▶ _Source passage_:
>> START

The essence of a criminal conspiracy is the agreement to commit the crime. United States v. Jimenez Recio, 537 U.S. 270, 275 (2003). A defendant "can be found guilty of criminal conspiracy even though the object of [the] conspiracy is unattainable from the very beginning." United States v. LaBudda, 882 F.2d 244, 248 (7th Cir. 1989). "In the context of drug crimes, these principles leave a defendant culpable for conspiracy even if no illegal substance was ever involved." United States v. Diaz-Calderon, 216 F. App'x 331, 338 (4th Cir. 2007). However, a defendant cannot be convicted of conspiracy when solely conspiring with a government agent. See United States v. Lewis, 53 F.3d 29, 33 (4th Cir. 1995).
The record establishes Defendant conspired with his two co-defendants to obtain and distribute cocaine. The Defendants believed individuals with whom they were dealing were drug couriers when they in fact were undercover agents of the Bureau of Alcohol, Tobacco, and Firearms (ATF). Therefore, the conspiracy, a "distinct evil," "may exist and be punished whether or not the substantive crime ensues[,]" Jimenez Recio, 537 U.S. at 274-75, i.e., regardless of the impossibility of the conspiracy's ultimate objective.

>> END

▶ _Set task 1_: Transcribe the part of the conspiracy passage that begins at the words "The essence of" and stops after "(4th Cir. 1995).".
The conspiracy passage has no connection to the records.

▶ _Data section_:

>> START

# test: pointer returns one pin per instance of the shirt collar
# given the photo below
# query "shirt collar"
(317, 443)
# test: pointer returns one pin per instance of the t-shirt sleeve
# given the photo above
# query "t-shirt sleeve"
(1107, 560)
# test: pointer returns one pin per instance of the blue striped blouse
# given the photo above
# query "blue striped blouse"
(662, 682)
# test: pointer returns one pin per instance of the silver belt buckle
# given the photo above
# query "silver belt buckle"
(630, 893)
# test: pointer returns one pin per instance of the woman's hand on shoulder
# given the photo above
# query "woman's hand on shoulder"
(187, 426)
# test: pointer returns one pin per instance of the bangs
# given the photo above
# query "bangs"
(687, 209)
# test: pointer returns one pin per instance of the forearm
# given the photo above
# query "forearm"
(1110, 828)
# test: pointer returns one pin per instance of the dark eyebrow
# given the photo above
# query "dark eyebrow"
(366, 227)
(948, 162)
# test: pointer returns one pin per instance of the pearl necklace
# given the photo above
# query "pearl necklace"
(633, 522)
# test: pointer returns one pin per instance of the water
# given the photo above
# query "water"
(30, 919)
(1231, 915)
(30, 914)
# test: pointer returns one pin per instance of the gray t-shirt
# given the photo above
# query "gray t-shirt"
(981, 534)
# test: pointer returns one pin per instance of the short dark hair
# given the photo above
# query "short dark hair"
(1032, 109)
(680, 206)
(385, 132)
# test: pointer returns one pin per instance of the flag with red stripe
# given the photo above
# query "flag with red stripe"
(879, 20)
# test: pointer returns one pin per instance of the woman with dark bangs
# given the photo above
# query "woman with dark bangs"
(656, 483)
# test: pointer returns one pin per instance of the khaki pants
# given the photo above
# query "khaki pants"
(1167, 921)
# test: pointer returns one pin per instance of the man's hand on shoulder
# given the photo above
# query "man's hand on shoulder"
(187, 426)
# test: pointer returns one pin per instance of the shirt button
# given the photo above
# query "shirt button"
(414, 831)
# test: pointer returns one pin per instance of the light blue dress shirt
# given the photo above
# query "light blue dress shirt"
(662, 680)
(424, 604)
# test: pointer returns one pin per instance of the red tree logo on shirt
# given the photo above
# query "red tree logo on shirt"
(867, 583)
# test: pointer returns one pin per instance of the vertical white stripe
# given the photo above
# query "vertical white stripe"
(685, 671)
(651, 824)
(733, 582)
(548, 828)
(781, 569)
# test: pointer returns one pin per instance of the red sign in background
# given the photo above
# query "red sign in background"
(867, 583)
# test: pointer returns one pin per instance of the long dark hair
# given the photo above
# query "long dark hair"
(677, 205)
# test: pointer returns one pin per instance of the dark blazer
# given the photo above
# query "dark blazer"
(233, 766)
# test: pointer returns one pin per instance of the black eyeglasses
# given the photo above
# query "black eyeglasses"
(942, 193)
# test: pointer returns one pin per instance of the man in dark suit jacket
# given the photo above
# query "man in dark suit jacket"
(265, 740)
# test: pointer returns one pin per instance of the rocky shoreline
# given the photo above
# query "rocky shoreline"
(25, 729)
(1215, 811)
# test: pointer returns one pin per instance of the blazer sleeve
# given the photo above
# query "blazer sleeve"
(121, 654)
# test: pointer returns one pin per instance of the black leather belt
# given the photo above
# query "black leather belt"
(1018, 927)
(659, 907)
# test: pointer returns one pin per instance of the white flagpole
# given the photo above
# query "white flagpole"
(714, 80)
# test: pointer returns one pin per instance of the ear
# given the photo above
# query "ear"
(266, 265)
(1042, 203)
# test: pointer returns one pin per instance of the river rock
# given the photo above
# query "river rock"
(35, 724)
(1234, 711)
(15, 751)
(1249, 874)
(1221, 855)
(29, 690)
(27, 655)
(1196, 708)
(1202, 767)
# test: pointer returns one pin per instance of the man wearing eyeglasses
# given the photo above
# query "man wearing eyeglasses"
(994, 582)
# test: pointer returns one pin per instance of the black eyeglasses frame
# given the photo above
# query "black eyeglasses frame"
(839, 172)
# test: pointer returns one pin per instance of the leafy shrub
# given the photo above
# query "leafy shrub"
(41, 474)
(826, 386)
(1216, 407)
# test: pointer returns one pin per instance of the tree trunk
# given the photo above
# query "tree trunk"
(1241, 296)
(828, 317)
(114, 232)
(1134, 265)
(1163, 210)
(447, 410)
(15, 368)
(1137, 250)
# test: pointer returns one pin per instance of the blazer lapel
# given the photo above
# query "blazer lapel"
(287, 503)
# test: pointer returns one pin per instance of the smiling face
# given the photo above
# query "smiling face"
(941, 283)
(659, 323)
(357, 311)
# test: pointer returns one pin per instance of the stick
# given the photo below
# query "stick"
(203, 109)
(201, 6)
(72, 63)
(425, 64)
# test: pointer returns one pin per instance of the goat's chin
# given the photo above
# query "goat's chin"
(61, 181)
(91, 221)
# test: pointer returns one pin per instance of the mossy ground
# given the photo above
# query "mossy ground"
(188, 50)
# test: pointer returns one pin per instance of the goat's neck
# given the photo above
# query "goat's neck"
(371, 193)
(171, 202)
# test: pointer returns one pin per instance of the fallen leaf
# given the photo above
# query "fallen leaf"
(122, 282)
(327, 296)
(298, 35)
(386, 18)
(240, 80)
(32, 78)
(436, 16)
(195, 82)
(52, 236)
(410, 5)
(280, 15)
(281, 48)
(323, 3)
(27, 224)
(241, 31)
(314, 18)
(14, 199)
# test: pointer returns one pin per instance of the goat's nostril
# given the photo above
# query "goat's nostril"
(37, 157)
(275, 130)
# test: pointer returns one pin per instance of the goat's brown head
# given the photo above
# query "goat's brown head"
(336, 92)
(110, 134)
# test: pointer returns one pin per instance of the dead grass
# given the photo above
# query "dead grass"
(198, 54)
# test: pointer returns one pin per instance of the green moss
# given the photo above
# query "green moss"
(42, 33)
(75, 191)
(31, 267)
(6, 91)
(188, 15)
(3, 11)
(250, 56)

>> END

▶ _Set task 2_: Find each line in the records that contains the word "woman", and copy all of those lines.

▶ _Full answer 1_:
The essence of a criminal conspiracy is the agreement to commit the crime. United States v. Jimenez Recio, 537 U.S. 270, 275 (2003). A defendant "can be found guilty of criminal conspiracy even though the object of [the] conspiracy is unattainable from the very beginning." United States v. LaBudda, 882 F.2d 244, 248 (7th Cir. 1989). "In the context of drug crimes, these principles leave a defendant culpable for conspiracy even if no illegal substance was ever involved." United States v. Diaz-Calderon, 216 F. App'x 331, 338 (4th Cir. 2007). However, a defendant cannot be convicted of conspiracy when solely conspiring with a government agent. See United States v. Lewis, 53 F.3d 29, 33 (4th Cir. 1995).

▶ _Full answer 2_:
# test: pointer returns one pin per instance of the woman's hand on shoulder
# query "woman's hand on shoulder"
# test: pointer returns one pin per instance of the woman with dark bangs
# query "woman with dark bangs"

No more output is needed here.